Text block:
[Start of Attachment]

Supplementing fresh feed and hay during winter
More Good News!
The most amazing Blessing has been that our project was selected for the April 2023 “Project of the Month” We were overwhelmed by the honor and wonderful outcome of this selection which is enabling us to do so much more to ensure the safety and health of our wildlife!
One of the priorities is that we are now – at last – able to proceed with. is the building of a secure boma (enclosure) to enable us to treat injured or care for any orphaned wild animal with easier access and the ability to apply for medical assistance. Wild animals are of course somewhat different from domestic and even if they are friendly and allow one to approach them, it is impossible to hold them steady for treatment and they have to be sedated. Under sedation, they are easily treated for instance for a wound, but at times they need to be kept secluded to ensure healing and protection. Our Boma will be predator-proof and it will also include a stable and shelter. We may not be able to develop the full extent of the planned boma area but the Project of the Month outcome will enable us to at least begin with the most important basic structure and enclosure.
In the meantime, we have seen a Nyala antelope male that is limping. He moved off into the forest but our wildlife guard is looking out for him. If the limp does not heal (at times nature heals herself) then we will take measures to assist. Stripy one of our Zebra sustained a cut on her rump that we identified was from an extended piece of wire from the wildlife fence at the boundary of our 120-acre Nature Reserve. Luckily it was not deep so has healed nicely. Of course, we have checked the fence for any other problems and it is ok. However, we are going to be replacing the whole of the western boundary fence now as it is about 10 years since we erected it and it needs replacement.

[End of Attachment]

Set of tasks:
**1)** For each of the following statements, say whether it agrees with the reserve update, answering yes or no and quoting the words of the update that decide it: (a) The project was chosen as Project of the Month for April 2023. (b) The cut on the zebra's rump was deep. (c) Only a small section of the western boundary fence will be repaired.
**2)** Carry on the reserve update from its final sentence.

Records supplied:
[Start of Attachment]

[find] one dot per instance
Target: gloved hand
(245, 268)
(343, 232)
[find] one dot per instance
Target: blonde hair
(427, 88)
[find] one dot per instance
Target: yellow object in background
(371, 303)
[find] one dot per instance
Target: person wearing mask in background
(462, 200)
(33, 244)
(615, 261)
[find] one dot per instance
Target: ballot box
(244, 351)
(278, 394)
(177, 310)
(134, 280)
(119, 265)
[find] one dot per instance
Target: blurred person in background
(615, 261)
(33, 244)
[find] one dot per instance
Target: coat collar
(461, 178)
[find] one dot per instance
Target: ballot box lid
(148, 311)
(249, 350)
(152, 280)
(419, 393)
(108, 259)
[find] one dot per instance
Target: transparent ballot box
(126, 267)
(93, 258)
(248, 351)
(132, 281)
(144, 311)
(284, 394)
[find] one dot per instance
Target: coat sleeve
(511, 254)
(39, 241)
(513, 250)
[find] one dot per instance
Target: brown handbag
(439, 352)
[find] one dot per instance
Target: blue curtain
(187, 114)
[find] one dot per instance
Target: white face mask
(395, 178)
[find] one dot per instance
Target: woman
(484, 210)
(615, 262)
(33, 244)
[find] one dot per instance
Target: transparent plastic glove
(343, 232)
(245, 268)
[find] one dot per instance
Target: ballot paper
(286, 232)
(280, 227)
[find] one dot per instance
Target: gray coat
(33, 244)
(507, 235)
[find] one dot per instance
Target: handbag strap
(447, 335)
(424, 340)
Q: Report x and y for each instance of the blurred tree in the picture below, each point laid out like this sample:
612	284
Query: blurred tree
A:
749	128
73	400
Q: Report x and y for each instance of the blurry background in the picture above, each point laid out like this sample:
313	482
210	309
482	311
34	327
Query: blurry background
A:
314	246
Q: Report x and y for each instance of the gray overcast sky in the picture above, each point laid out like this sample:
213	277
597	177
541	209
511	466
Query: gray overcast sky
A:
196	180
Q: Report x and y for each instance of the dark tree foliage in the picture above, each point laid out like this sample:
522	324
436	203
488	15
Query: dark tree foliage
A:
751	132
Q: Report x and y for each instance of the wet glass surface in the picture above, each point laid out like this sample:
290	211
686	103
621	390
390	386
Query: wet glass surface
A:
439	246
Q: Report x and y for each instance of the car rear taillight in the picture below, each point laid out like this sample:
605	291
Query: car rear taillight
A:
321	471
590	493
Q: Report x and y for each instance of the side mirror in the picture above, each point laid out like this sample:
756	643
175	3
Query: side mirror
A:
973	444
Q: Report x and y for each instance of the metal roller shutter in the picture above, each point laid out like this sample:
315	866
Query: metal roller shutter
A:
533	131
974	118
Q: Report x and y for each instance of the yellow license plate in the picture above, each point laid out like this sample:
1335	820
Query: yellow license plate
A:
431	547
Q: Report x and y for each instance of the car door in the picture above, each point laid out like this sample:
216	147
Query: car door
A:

[End of Attachment]

Answers to the problems:
**1)**
(a) Yes: "our project was selected for the April 2023"
(b) No: "Luckily it was not deep so has healed nicely"
(c) No: "we are going to be replacing the whole of the western boundary fence"

**2)**
The rest of the wild are doing well and our previously orphaned "Flower Patch " wildebeest, now with her own youngster "Pollen" is well. "Pollen" her youngster is growing so quickly and his horns are about 50 cm long but still straight. The same-age young impala rams also have little straight horns and soon they will begin to curve. Now that winter has arrived, we are bringing in extra fresh hay and supplement feed for our darling zebra and wildebeest. The other animals are browsers or mixed feeders, meaning that they also eat leaves and herbs as well as grass so we do not need to supplement their food, although the nyala sometimes sneak up to also enjoy a little of the fresh grass/hay.
The monkeys are our delight and we greatly appreciate them as for many years they were not seen on our property (it was initially a part pineapple monoculture farm, that we bought to enable nature to return) It was only after 8 years that they returned as previous land owners would shoot them on sight! The monkeys sometimes investigate to see if the zebra have perhaps left behind a few pellets of feed and we have seen them carefully brush off any sand and nibble on the little treat. But we do not feed them wildlife feed as this could lead to conflict.
As preventing any injury to our wild remains is our top priority, we are going to be acquiring a drone to assist with anti-poaching surveillance and we look forward to this. It would also help us to seek the nyala that is limping and further assist with surveillance of our Nature Reserve and its wild.
The final amazing news is that we have at last achieved the necessary criteria to be registered as a Nature Reserve and this will be published in the South African government gazette. To achieve this has taken 32 years of dedication to bring nature back to a once derelict property! We are Blessed and overjoyed to have achieved this outcome and met our dream to restore and protect the wonderful biodiversity of our property. We thank you all for your support through the years!
Stripy had a slight injury but it has healed well
Thin nyala with limp we are looking out for.